(EXERCISE REQUIREMENTS)
Take the data below and repeat it exactly.
>> START
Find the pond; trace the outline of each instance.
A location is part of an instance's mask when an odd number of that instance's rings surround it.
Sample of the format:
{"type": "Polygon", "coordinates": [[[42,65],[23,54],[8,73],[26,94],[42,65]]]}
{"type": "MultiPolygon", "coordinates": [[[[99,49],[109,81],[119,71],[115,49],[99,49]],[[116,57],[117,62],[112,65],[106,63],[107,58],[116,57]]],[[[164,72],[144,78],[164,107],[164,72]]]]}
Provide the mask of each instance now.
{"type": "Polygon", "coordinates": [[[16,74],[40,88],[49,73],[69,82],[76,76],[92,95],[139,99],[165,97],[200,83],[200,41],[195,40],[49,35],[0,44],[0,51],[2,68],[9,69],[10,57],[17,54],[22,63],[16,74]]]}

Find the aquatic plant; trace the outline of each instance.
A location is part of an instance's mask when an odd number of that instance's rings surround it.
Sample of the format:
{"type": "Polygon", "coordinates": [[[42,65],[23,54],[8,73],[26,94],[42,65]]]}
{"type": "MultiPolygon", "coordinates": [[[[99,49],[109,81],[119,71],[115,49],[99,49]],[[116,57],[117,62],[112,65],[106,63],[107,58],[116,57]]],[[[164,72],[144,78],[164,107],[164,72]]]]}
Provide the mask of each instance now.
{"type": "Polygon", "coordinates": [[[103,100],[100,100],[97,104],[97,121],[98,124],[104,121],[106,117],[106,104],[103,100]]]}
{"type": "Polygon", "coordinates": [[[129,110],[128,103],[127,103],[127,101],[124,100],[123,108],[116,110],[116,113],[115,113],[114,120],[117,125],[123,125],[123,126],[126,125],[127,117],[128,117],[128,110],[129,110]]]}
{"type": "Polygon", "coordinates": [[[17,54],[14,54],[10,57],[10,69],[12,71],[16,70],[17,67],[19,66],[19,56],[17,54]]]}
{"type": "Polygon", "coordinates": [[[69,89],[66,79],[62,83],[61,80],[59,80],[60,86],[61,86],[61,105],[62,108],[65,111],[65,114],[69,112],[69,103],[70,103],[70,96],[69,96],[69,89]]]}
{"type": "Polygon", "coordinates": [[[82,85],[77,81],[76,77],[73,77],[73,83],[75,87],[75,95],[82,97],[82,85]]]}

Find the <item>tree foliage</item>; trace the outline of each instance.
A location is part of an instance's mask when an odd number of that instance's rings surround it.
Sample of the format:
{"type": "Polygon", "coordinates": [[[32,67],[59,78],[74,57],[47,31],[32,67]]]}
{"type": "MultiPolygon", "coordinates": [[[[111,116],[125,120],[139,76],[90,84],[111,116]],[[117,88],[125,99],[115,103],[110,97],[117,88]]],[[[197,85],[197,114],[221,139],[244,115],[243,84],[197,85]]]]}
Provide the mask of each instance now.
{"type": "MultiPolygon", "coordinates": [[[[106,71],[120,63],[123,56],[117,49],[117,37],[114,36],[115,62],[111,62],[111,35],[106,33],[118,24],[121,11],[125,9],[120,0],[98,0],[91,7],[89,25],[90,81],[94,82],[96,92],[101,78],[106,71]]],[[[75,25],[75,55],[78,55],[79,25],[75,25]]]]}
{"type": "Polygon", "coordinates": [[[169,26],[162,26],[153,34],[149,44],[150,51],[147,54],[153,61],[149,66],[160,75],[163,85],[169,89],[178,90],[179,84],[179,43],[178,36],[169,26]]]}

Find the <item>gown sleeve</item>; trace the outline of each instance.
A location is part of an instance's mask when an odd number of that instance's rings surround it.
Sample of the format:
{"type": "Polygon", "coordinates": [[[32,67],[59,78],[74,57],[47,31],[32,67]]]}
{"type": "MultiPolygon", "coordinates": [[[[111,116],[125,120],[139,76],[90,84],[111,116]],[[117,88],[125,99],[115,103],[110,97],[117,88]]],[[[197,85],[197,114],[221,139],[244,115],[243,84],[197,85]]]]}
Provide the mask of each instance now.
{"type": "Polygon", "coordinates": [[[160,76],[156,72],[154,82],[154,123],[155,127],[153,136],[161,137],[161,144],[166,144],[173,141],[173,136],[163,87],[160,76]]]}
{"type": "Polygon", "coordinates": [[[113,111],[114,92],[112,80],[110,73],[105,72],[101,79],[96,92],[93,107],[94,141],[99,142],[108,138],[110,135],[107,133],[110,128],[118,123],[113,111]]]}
>> END
(CORRECT OUTPUT)
Find the pond; trace the outline of each instance.
A location is part of an instance's mask when an odd number of that instance's rings surround it.
Sample of the format:
{"type": "Polygon", "coordinates": [[[42,65],[23,54],[8,73],[26,94],[42,65]]]}
{"type": "MultiPolygon", "coordinates": [[[[99,49],[109,81],[119,71],[115,49],[99,49]],[[116,57],[117,62],[112,65],[106,63],[107,58],[116,57]]],[[[164,72],[144,78],[164,107],[164,72]]]]}
Provide the mask of each instance now.
{"type": "Polygon", "coordinates": [[[16,74],[40,88],[49,73],[69,82],[76,76],[92,95],[139,99],[165,97],[200,83],[200,41],[195,40],[49,35],[0,44],[0,51],[2,68],[9,69],[10,57],[17,54],[22,63],[16,74]]]}

Find the aquatic plant; trace the outline of each instance.
A location is part of an instance's mask when an odd number of that instance's rings surround it.
Sample of the format:
{"type": "Polygon", "coordinates": [[[42,65],[23,54],[8,73],[26,94],[42,65]]]}
{"type": "MultiPolygon", "coordinates": [[[[99,49],[109,81],[119,71],[115,49],[99,49]],[[116,57],[117,62],[112,65],[106,63],[107,58],[116,57]]],[[[164,72],[144,78],[164,107],[164,72]]]]}
Provide the mask of each instance now.
{"type": "Polygon", "coordinates": [[[103,100],[100,100],[97,104],[97,121],[98,124],[104,121],[106,117],[106,104],[103,100]]]}
{"type": "Polygon", "coordinates": [[[129,110],[128,103],[127,103],[127,101],[124,100],[123,108],[116,110],[116,113],[115,113],[114,120],[117,125],[123,125],[123,126],[126,125],[127,117],[128,117],[128,110],[129,110]]]}
{"type": "Polygon", "coordinates": [[[17,54],[14,54],[10,57],[10,69],[12,71],[16,70],[17,67],[19,66],[19,56],[17,54]]]}
{"type": "Polygon", "coordinates": [[[69,89],[66,79],[62,83],[61,80],[59,80],[60,86],[61,86],[61,105],[62,108],[65,111],[65,114],[69,112],[69,103],[70,103],[70,96],[69,96],[69,89]]]}
{"type": "Polygon", "coordinates": [[[82,85],[77,81],[76,77],[73,77],[73,83],[75,87],[75,95],[82,97],[82,85]]]}

Find the <item>tree foliage</item>; trace the outline of each instance.
A location is part of an instance's mask when an odd number of that instance's rings surround it.
Sample of the format:
{"type": "Polygon", "coordinates": [[[32,67],[59,78],[74,57],[47,31],[32,67]]]}
{"type": "MultiPolygon", "coordinates": [[[[111,116],[125,120],[139,76],[90,84],[111,116]],[[117,88],[125,99],[115,103],[110,97],[117,88]]],[[[197,85],[197,114],[221,139],[244,115],[243,84],[197,85]]]]}
Provide the mask of each instance now.
{"type": "MultiPolygon", "coordinates": [[[[106,71],[120,63],[123,56],[117,49],[117,37],[114,36],[115,62],[111,62],[111,35],[106,33],[118,24],[121,11],[125,9],[120,0],[98,0],[91,7],[89,25],[90,81],[94,82],[96,92],[101,78],[106,71]]],[[[75,25],[75,55],[78,55],[79,25],[75,25]]]]}
{"type": "Polygon", "coordinates": [[[169,26],[162,26],[153,34],[149,44],[150,51],[147,54],[153,61],[149,66],[160,75],[163,85],[169,89],[178,90],[179,84],[179,43],[178,36],[169,26]]]}

Find the <item>gown sleeve</item>; trace the outline of each instance.
A location is part of an instance's mask when an odd number of that instance's rings surround it.
Sample of the format:
{"type": "Polygon", "coordinates": [[[32,67],[59,78],[74,57],[47,31],[32,67]]]}
{"type": "MultiPolygon", "coordinates": [[[[111,116],[125,120],[139,76],[90,84],[111,116]],[[117,88],[125,99],[115,103],[110,97],[117,88]]],[[[197,85],[197,114],[221,139],[244,115],[243,84],[197,85]]]]}
Provide the mask of each instance now.
{"type": "Polygon", "coordinates": [[[160,76],[156,72],[154,82],[154,123],[155,127],[153,136],[161,137],[161,144],[166,144],[173,141],[173,136],[163,87],[160,76]]]}
{"type": "Polygon", "coordinates": [[[113,111],[114,92],[112,80],[110,73],[105,72],[101,79],[96,92],[93,107],[94,141],[99,142],[108,138],[110,135],[107,133],[110,128],[118,123],[113,111]]]}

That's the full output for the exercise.